**Exercise directions:**
The entries below must be restated word for word.
++++ Records for this task
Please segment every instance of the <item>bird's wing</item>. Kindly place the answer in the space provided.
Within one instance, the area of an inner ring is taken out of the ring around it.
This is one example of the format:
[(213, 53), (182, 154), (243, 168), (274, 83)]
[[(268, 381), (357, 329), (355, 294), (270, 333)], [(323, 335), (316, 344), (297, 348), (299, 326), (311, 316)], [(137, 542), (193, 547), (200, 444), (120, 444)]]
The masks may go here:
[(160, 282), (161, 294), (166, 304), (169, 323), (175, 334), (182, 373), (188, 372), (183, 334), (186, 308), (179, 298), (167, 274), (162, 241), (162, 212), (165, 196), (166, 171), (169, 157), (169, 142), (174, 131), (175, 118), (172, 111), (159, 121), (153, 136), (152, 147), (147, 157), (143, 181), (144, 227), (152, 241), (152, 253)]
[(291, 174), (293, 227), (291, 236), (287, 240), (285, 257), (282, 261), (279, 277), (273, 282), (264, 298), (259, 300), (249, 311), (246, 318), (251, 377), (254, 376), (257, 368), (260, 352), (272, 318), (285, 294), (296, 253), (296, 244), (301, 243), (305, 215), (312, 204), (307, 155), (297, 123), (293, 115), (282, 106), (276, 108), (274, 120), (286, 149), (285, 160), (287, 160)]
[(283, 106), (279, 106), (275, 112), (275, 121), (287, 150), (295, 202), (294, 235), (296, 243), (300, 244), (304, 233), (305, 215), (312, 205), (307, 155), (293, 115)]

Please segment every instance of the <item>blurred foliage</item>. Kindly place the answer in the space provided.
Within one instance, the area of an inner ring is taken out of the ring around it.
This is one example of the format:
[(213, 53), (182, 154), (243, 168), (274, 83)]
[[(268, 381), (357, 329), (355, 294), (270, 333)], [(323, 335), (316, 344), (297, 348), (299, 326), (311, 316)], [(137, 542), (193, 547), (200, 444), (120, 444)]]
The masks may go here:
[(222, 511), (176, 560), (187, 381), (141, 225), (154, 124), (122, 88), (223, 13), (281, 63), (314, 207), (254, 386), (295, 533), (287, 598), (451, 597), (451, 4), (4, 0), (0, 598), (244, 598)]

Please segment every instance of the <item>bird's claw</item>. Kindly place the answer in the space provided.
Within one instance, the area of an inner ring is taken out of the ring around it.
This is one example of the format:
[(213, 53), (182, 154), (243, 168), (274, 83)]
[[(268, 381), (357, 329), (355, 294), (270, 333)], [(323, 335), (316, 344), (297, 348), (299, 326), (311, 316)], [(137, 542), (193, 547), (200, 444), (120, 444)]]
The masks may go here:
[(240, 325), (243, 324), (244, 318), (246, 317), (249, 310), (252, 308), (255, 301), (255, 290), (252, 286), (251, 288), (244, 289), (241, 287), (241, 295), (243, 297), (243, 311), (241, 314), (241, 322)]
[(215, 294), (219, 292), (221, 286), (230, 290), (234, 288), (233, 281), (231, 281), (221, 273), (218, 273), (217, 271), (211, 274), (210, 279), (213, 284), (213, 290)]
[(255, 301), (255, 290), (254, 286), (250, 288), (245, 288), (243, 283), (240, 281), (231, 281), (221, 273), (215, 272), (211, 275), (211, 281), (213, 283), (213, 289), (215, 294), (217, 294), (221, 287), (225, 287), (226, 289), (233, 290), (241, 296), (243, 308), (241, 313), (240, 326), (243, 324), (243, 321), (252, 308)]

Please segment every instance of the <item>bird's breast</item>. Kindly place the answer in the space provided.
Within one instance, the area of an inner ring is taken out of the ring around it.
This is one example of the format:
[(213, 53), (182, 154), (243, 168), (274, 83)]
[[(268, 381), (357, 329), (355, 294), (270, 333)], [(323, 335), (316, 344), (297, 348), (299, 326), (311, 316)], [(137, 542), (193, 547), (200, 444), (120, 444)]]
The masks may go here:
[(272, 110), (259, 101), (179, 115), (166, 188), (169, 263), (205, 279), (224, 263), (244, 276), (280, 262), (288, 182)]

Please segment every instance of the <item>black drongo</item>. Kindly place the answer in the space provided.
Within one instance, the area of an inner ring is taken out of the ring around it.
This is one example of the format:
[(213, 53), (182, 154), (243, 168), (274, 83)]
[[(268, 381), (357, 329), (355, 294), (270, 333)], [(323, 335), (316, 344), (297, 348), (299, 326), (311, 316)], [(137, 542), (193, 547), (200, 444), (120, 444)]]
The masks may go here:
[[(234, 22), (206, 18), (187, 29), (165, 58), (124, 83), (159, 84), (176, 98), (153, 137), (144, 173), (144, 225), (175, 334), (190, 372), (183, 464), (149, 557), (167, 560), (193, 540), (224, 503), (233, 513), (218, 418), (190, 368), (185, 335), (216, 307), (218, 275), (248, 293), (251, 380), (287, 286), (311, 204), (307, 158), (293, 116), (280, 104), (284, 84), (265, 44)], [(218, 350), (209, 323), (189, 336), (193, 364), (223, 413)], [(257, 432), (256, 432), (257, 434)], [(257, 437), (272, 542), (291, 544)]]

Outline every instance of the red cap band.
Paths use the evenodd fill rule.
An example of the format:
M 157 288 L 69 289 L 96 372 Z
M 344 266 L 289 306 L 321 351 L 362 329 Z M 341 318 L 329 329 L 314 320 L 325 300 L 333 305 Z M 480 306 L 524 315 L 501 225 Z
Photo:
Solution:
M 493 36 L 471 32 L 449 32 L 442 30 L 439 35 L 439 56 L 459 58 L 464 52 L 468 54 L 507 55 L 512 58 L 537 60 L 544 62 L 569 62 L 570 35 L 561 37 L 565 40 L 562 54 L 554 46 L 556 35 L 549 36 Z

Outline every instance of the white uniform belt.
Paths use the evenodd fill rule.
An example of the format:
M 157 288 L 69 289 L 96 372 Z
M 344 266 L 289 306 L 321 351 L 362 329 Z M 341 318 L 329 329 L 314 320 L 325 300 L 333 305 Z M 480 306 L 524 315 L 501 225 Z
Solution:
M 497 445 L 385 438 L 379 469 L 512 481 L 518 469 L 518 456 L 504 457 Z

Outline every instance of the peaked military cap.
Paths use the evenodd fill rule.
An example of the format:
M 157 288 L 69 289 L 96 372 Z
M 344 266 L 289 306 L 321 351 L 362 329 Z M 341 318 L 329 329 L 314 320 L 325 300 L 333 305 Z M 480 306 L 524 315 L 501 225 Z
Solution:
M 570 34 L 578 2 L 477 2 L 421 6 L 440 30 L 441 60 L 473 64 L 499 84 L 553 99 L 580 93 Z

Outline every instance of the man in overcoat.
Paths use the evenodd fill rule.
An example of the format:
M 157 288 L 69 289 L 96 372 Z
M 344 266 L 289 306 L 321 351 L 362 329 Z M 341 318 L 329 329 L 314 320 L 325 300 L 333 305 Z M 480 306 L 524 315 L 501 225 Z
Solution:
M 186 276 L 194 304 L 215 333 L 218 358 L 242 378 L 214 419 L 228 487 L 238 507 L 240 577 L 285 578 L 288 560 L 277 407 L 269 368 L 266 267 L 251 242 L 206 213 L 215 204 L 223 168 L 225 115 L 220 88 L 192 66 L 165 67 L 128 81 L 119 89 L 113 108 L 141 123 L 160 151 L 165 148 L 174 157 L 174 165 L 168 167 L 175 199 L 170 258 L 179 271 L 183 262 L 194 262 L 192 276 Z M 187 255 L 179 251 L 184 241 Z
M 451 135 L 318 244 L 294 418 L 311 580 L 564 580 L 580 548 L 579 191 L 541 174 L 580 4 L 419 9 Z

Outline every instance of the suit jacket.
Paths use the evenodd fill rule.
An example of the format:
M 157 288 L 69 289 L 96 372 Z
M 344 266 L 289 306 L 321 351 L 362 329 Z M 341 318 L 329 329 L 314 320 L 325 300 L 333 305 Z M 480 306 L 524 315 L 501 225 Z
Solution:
++++++++
**Finished exercise:**
Please segment every instance of the <item>bird's wing</item>. Kindly place the answer in the space provided.
Within one instance, the area of an inner ring is taken out of the ring around it.
This is one example of the format:
[(213, 53), (182, 154), (243, 168), (274, 83)]
[[(268, 381), (357, 329), (355, 294), (270, 333)], [(323, 335), (316, 344), (297, 348), (299, 326), (311, 316)], [(137, 542), (193, 547), (200, 444), (120, 444)]]
The masks may go here:
[(160, 282), (161, 294), (166, 304), (169, 323), (175, 334), (182, 373), (188, 372), (183, 334), (186, 308), (179, 298), (167, 274), (162, 241), (162, 212), (165, 196), (166, 171), (169, 157), (169, 142), (174, 131), (175, 118), (172, 111), (159, 121), (153, 136), (152, 147), (147, 157), (143, 181), (144, 227), (152, 241), (152, 253)]
[(291, 174), (293, 227), (291, 236), (287, 240), (285, 257), (282, 261), (279, 277), (273, 282), (264, 298), (259, 300), (249, 311), (246, 318), (251, 377), (254, 376), (257, 368), (260, 352), (272, 318), (285, 294), (296, 253), (296, 244), (301, 243), (305, 215), (312, 204), (307, 155), (297, 123), (293, 115), (282, 106), (276, 108), (274, 120), (286, 149), (285, 160), (287, 160)]
[(283, 106), (279, 106), (275, 112), (275, 121), (287, 150), (295, 202), (294, 235), (296, 243), (300, 244), (304, 233), (305, 215), (312, 205), (307, 155), (293, 115)]

Please segment every instance of the <item>blurred foliage</item>. Kindly place the answer in the space provided.
Within one instance, the area of an inner ring is taken out of the ring around it.
This is one example of the format:
[(213, 53), (182, 154), (243, 168), (274, 83)]
[[(268, 381), (357, 329), (355, 294), (270, 333)], [(323, 335), (316, 344), (297, 348), (299, 326), (311, 316)], [(137, 542), (193, 547), (200, 444), (120, 444)]]
The masks may go here:
[(222, 511), (176, 560), (187, 381), (141, 225), (154, 124), (122, 88), (223, 13), (281, 63), (314, 207), (254, 386), (295, 533), (287, 598), (451, 597), (451, 4), (4, 0), (0, 598), (244, 598)]

Please segment every instance of the <item>bird's claw</item>. Kindly place the answer in the space provided.
Within one instance, the area of an inner ring is taken out of the ring around it.
This is one example of the format:
[(213, 53), (182, 154), (243, 168), (274, 83)]
[[(268, 381), (357, 329), (355, 294), (270, 333)], [(323, 335), (316, 344), (297, 348), (299, 326), (311, 316)], [(137, 542), (193, 547), (200, 444), (120, 444)]]
The masks may go here:
[(240, 325), (243, 324), (244, 318), (246, 317), (249, 310), (252, 308), (255, 301), (255, 290), (252, 286), (251, 288), (244, 289), (241, 287), (241, 295), (243, 297), (243, 311), (241, 314), (241, 322)]
[(215, 294), (219, 292), (221, 286), (230, 290), (234, 288), (233, 281), (231, 281), (221, 273), (218, 273), (217, 271), (211, 274), (210, 279), (213, 284), (213, 290)]
[(255, 301), (255, 290), (254, 286), (250, 288), (245, 288), (243, 283), (240, 281), (231, 281), (221, 273), (215, 272), (211, 275), (211, 281), (213, 283), (213, 289), (215, 294), (217, 294), (221, 287), (225, 287), (226, 289), (233, 290), (241, 296), (243, 308), (241, 313), (240, 326), (243, 324), (243, 321), (252, 308)]

Please segment every instance of the <item>bird's breast</item>. Kindly place the answer in the space provided.
Within one instance, the area of an inner ring is taken out of the ring around it.
This is one example of the format:
[(213, 53), (182, 154), (243, 168), (274, 83)]
[[(268, 381), (357, 329), (355, 294), (270, 333)], [(323, 335), (316, 344), (297, 348), (299, 326), (311, 316)], [(137, 542), (193, 547), (200, 444), (120, 444)]]
The masks may go here:
[(272, 110), (259, 101), (179, 115), (166, 188), (169, 263), (205, 279), (224, 263), (244, 276), (280, 262), (288, 182)]

Please segment every instance of the <item>black drongo</item>. Kindly place the answer in the space provided.
Within one instance, the area of an inner ring is taken out of the ring around it.
This is one example of the format:
[(213, 53), (182, 154), (243, 168), (274, 83)]
[[(268, 381), (357, 329), (355, 294), (270, 333)], [(323, 335), (316, 344), (297, 348), (299, 326), (311, 316)], [(137, 542), (193, 547), (200, 444), (120, 444)]]
The masks may go here:
[[(234, 22), (206, 18), (187, 29), (165, 58), (124, 83), (159, 84), (176, 98), (153, 137), (144, 173), (144, 225), (175, 334), (190, 372), (183, 464), (149, 557), (167, 560), (193, 540), (224, 503), (233, 513), (218, 418), (190, 368), (185, 335), (216, 307), (218, 275), (248, 293), (251, 380), (287, 286), (311, 204), (307, 158), (293, 116), (280, 104), (284, 84), (265, 44)], [(218, 350), (209, 323), (189, 336), (193, 364), (223, 413)], [(257, 432), (256, 432), (257, 434)], [(257, 437), (272, 542), (291, 544)]]

Outline every instance of the red cap band.
Paths use the evenodd fill rule.
An example of the format:
M 157 288 L 69 289 L 96 372 Z
M 344 266 L 289 306 L 321 351 L 362 329 Z M 341 318 L 329 329 L 314 320 L 325 300 L 333 305 Z M 480 306 L 524 315 L 501 225 Z
Photo:
Solution:
M 493 36 L 471 32 L 449 32 L 442 30 L 439 35 L 439 56 L 459 58 L 464 52 L 468 54 L 507 55 L 512 58 L 537 60 L 544 62 L 569 62 L 570 35 L 561 37 L 565 40 L 562 54 L 554 46 L 556 35 L 549 36 Z

Outline every instance of the white uniform belt.
Paths use the evenodd fill rule.
An example of the format:
M 157 288 L 69 289 L 96 372 Z
M 344 266 L 289 306 L 321 351 L 362 329 Z M 341 318 L 329 329 L 314 320 L 325 300 L 333 305 Z M 480 306 L 524 315 L 501 225 Z
Solution:
M 497 445 L 385 438 L 379 469 L 512 481 L 518 469 L 518 456 L 504 457 Z

Outline every instance of the peaked military cap.
Paths use the evenodd fill rule.
An example of the format:
M 157 288 L 69 289 L 96 372 Z
M 344 266 L 289 306 L 321 351 L 362 329 Z M 341 318 L 329 329 L 314 320 L 325 300 L 333 305 Z M 480 306 L 524 315 L 501 225 Z
Solution:
M 570 34 L 578 2 L 477 2 L 421 6 L 440 30 L 441 60 L 473 64 L 499 84 L 553 99 L 580 93 Z

Outline every instance of the man in overcoat.
Paths use the evenodd fill rule.
An example of the format:
M 157 288 L 69 289 L 96 372 Z
M 344 266 L 289 306 L 321 351 L 362 329 Z M 341 318 L 329 329 L 314 320 L 325 300 L 333 305 Z M 480 306 L 524 315 L 501 225 Z
Solution:
M 186 276 L 194 304 L 215 333 L 218 358 L 242 378 L 214 419 L 228 487 L 238 507 L 240 577 L 285 578 L 288 560 L 277 407 L 269 368 L 266 267 L 251 242 L 206 213 L 215 204 L 223 168 L 225 115 L 220 88 L 192 66 L 165 67 L 128 81 L 119 89 L 113 108 L 141 123 L 160 151 L 165 148 L 174 157 L 174 165 L 168 167 L 175 199 L 170 258 L 179 271 L 183 262 L 194 262 L 192 276 Z M 187 255 L 179 251 L 184 241 Z
M 451 135 L 318 244 L 294 418 L 311 580 L 564 580 L 580 548 L 579 191 L 541 174 L 580 4 L 419 9 Z

Outline every instance of the suit jacket.
Paths use the evenodd fill rule.
An example of the format:
M 157 288 L 69 289 L 96 372 Z
M 344 266 L 289 306 L 321 351 L 362 329 Z M 341 318 L 329 329 L 314 320 L 325 300 L 333 305 Z M 480 306 L 524 315 L 501 225 Z
Solution:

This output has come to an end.